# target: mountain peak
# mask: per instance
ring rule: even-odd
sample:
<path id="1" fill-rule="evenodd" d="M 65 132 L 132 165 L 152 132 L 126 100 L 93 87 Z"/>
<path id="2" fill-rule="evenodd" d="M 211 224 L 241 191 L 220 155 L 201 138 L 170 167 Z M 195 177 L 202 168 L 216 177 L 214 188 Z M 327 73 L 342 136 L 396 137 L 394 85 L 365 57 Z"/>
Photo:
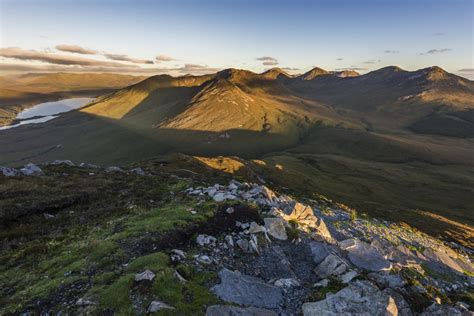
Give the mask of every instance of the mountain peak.
<path id="1" fill-rule="evenodd" d="M 428 68 L 423 68 L 419 70 L 426 76 L 426 79 L 430 81 L 444 80 L 448 79 L 448 73 L 438 66 L 431 66 Z"/>
<path id="2" fill-rule="evenodd" d="M 275 67 L 268 69 L 265 72 L 261 73 L 261 76 L 266 78 L 266 79 L 278 79 L 280 76 L 283 77 L 290 77 L 283 69 Z"/>
<path id="3" fill-rule="evenodd" d="M 324 69 L 319 68 L 319 67 L 314 67 L 310 71 L 305 72 L 301 76 L 301 78 L 303 80 L 313 80 L 314 78 L 316 78 L 318 76 L 327 75 L 327 74 L 329 74 L 329 72 L 327 70 L 324 70 Z"/>

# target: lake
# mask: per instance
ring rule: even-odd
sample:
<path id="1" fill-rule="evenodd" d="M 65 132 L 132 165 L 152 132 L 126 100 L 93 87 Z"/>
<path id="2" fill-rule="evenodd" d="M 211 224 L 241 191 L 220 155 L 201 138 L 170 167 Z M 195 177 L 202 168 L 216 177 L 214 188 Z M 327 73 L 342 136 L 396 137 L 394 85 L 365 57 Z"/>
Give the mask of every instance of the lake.
<path id="1" fill-rule="evenodd" d="M 93 100 L 94 98 L 73 98 L 40 103 L 18 113 L 16 119 L 22 120 L 21 122 L 14 125 L 0 126 L 0 130 L 15 128 L 25 124 L 44 123 L 58 117 L 61 113 L 78 109 Z"/>

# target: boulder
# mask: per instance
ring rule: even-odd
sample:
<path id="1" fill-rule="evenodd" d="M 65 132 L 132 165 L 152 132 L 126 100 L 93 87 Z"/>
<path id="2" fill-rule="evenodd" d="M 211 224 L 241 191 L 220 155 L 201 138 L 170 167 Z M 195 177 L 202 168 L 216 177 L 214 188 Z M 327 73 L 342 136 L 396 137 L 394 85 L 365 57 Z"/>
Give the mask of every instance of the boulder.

- What you have to do
Go through the entries above and report each line with the string "boulder" in it.

- Task solution
# target: boulder
Give the mask of every instance of the boulder.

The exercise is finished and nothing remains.